[Excerpted text — start]

11 Plc gained N20.69 to end at N227.64 per share compared with last Friday’s price of N206.95 per share, CSCS Plc grew by N1.83 to N91.48 per unit from N89.65 per unit, and UBN Property Plc added 1 Kobo to sell at N1.81 per share versus N1.80 per share.
On the flip side, Food Concepts Plc depreciated by 24 Kobo to close at N2.45 per unit, in contrast to the preceding session’s N2.69 per unit.
As a result, the market capitalisation increased by N9.2 billion to N2.587 trillion from N2.578 trillion, and the NASD Security Index (NSI) improved by 15.33 points to 4,311.67 points from 4,296.34 points.
Yesterday, the volume of securities traded by investors surged by 615.9 per cent to 9.1 million units from the previous 1.3 million units, and the value of securities rose by 997.1 per cent to N320.4 million from the preceding session’s N29.2 million, while the number of deals decreased by 12.5 per cent to 28 deals from last Friday’s 32 deals.
At the close of trades, Great Nigeria Insurance (GNI) Plc remained the most active stock by value on a year-to-date basis, with 3.4 billion units valued at N8.4 billion, followed by Infrastructure Credit Guarantee (Infracredit) Plc with 2.3 billion units worth N6.5 billion, and CSCS Plc with 73.9 million units exchanged for N5.2 billion.
GNI Plc also closed the session as the most traded stock by volume on a year-to-date basis, with 3.4 billion units sold for N8.4 billion, followed by Infracredit Plc with 2.3 billion units traded for N6.5 billion, and Resourcery Plc with 1.1 billion units transacted for N415.7 million.

[Excerpted text — finish]
[Records supplied — start]

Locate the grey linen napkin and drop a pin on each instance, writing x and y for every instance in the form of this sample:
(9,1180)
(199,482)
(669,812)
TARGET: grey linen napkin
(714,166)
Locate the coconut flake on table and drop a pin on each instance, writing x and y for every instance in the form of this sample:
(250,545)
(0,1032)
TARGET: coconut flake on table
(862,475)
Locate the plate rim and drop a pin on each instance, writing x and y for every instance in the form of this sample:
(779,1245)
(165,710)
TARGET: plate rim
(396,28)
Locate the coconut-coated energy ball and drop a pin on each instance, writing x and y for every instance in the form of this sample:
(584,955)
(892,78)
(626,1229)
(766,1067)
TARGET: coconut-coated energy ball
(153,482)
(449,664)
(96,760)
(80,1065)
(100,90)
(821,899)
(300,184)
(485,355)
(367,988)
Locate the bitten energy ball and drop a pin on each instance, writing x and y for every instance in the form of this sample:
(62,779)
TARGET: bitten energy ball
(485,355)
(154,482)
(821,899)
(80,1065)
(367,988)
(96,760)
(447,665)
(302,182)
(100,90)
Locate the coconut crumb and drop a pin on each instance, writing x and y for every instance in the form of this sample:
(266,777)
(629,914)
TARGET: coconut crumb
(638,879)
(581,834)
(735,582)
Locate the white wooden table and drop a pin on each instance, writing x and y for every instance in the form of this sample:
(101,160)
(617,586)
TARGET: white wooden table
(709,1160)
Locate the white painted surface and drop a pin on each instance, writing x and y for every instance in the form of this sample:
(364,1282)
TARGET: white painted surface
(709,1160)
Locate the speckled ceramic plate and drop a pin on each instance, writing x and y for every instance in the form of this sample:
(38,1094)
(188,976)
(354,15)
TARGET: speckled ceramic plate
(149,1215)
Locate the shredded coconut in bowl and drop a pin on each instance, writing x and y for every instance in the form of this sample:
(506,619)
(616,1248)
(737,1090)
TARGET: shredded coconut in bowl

[Records supplied — finish]

Exercises:
**a)** List every company named in the market report.
**b)** According to the market report, how did the number of deals change in yesterday's session?

Solved tasks:
**a)** 11 Plc, CSCS Plc, UBN Property Plc, Food Concepts Plc, Great Nigeria Insurance (GNI) Plc, Infrastructure Credit Guarantee (Infracredit) Plc, Resourcery Plc

**b)** It decreased by 12.5 per cent, to 28 deals from last Friday's 32 deals.